▸ TASK INSTRUCTIONS
Your task is to restate exactly the lines from the one holding "the woman's leg." to the end of the entries below, inclusive.

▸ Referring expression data
————————

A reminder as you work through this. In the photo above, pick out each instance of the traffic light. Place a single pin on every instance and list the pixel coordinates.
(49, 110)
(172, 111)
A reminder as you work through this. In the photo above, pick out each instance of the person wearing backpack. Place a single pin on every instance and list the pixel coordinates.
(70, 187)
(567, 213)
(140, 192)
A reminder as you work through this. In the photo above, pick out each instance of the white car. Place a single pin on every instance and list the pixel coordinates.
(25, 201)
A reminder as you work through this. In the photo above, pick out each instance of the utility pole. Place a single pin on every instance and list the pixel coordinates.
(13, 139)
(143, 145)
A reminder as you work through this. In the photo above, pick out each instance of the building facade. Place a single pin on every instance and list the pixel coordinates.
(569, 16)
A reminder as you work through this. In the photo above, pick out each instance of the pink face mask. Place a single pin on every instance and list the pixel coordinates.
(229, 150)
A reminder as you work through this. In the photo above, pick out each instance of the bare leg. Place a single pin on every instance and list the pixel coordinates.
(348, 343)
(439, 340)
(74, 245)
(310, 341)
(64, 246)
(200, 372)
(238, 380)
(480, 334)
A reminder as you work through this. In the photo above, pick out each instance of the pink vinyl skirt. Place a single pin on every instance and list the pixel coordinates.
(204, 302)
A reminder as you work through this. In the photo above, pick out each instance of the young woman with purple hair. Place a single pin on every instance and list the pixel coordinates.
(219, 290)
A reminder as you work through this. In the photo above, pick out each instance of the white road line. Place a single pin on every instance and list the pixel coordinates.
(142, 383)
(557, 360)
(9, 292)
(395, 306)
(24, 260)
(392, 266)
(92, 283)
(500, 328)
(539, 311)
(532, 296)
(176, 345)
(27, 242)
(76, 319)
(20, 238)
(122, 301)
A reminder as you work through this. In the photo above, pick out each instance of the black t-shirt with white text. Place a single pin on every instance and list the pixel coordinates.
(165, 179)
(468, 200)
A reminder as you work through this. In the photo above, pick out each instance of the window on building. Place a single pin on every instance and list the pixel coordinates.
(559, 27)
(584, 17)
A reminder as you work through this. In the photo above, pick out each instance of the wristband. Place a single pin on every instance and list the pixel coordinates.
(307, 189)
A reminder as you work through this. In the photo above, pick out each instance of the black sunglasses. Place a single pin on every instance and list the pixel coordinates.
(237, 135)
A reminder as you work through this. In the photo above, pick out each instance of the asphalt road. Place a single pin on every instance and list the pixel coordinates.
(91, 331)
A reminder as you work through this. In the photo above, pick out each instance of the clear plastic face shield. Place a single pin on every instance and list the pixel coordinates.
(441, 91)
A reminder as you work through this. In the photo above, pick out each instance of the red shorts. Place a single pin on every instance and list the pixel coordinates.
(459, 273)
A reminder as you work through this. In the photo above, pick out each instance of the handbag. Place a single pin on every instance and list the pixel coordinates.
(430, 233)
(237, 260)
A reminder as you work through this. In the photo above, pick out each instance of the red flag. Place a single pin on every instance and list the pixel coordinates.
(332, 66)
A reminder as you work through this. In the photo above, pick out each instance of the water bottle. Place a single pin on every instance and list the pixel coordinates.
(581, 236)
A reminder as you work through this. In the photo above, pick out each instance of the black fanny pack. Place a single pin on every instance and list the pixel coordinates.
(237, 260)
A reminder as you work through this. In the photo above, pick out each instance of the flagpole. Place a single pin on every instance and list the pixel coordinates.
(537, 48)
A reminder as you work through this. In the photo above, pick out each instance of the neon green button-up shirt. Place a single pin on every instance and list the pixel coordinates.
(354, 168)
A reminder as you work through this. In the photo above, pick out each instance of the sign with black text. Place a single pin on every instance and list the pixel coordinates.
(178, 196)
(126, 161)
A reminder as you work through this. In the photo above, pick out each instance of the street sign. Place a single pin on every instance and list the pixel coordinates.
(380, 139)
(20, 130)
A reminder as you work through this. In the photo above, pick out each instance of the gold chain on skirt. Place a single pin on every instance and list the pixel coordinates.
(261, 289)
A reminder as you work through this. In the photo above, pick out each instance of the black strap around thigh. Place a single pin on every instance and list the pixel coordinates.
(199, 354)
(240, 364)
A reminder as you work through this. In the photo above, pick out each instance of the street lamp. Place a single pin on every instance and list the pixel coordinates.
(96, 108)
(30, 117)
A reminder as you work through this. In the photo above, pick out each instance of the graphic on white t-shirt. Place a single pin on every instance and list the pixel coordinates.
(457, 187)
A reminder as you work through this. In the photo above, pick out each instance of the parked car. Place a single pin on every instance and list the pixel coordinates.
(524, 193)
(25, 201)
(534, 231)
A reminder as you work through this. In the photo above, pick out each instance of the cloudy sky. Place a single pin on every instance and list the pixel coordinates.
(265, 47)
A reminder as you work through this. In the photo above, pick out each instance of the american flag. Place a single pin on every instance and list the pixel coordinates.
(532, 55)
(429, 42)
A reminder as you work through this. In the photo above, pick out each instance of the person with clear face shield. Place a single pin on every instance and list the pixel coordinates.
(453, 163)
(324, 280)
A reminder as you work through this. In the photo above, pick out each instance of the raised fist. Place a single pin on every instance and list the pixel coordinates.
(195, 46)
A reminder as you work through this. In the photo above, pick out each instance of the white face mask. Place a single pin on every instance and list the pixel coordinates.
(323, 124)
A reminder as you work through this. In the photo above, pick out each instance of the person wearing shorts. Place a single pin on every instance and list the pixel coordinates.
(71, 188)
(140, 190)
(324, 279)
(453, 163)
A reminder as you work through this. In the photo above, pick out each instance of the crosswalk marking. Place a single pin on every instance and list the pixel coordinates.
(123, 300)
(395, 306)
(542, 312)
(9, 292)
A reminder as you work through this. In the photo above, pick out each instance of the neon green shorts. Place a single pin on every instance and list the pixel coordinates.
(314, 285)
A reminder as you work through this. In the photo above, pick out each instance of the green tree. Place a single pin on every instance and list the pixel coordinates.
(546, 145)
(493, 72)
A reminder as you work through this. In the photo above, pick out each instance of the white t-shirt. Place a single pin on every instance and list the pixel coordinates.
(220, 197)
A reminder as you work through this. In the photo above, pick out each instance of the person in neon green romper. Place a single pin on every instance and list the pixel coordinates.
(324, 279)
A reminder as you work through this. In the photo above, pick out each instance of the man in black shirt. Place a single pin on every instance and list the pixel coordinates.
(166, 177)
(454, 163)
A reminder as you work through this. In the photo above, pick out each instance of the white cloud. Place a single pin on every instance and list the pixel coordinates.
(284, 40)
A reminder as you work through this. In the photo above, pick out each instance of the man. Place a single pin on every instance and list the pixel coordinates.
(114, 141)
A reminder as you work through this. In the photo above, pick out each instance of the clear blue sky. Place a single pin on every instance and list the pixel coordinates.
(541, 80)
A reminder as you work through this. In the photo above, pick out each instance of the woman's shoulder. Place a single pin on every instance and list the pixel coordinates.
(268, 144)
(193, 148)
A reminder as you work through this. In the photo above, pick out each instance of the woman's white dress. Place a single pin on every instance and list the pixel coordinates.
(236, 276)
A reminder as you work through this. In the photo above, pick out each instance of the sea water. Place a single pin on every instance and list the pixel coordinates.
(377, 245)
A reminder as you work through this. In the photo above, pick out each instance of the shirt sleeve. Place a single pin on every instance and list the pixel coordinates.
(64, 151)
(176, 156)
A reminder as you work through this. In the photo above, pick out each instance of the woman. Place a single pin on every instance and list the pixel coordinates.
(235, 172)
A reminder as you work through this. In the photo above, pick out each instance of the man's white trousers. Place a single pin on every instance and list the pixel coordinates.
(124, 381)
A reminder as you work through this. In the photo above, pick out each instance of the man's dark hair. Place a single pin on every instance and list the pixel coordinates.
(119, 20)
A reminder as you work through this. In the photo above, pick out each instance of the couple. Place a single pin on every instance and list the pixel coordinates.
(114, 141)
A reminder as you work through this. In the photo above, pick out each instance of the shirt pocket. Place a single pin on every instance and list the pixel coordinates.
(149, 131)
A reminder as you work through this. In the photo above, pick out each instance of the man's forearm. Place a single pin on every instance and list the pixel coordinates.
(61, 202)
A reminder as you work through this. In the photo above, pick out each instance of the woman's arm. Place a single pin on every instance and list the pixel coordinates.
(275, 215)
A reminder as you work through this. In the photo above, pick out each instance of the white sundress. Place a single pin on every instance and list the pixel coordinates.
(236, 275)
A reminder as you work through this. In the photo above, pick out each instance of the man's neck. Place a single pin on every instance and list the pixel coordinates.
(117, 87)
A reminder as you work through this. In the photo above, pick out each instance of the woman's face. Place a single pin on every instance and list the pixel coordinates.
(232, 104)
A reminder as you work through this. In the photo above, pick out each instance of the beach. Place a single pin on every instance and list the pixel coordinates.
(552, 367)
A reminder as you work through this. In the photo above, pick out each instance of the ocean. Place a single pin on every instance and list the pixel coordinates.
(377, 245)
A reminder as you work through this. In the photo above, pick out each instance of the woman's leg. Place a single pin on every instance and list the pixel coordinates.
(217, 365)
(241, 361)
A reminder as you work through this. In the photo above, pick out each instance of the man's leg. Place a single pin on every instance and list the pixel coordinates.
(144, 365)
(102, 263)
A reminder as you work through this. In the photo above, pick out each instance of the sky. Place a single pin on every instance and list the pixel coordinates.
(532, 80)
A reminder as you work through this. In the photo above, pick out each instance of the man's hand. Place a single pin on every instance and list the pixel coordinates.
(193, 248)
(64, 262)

————————

▸ SOLUTION
A reminder as you work through this. In the photo above, pick out each instance of the woman's leg. Place a single pin on every instance and list the pixel coordinates.
(217, 365)
(241, 361)
A reminder as you work through this. In the photo above, pick out each instance of the man's leg. Place a single pin on every instance and list the pixel coordinates.
(144, 365)
(102, 263)
A reminder as you work through this. In the photo above, pick out each instance of the sky. Place a single pin on every instance and list the pixel coordinates.
(532, 80)
A reminder as you work through this. In the photo above, pick out each instance of the man's hand. Place a single pin on every instance and list the pixel coordinates.
(193, 248)
(64, 262)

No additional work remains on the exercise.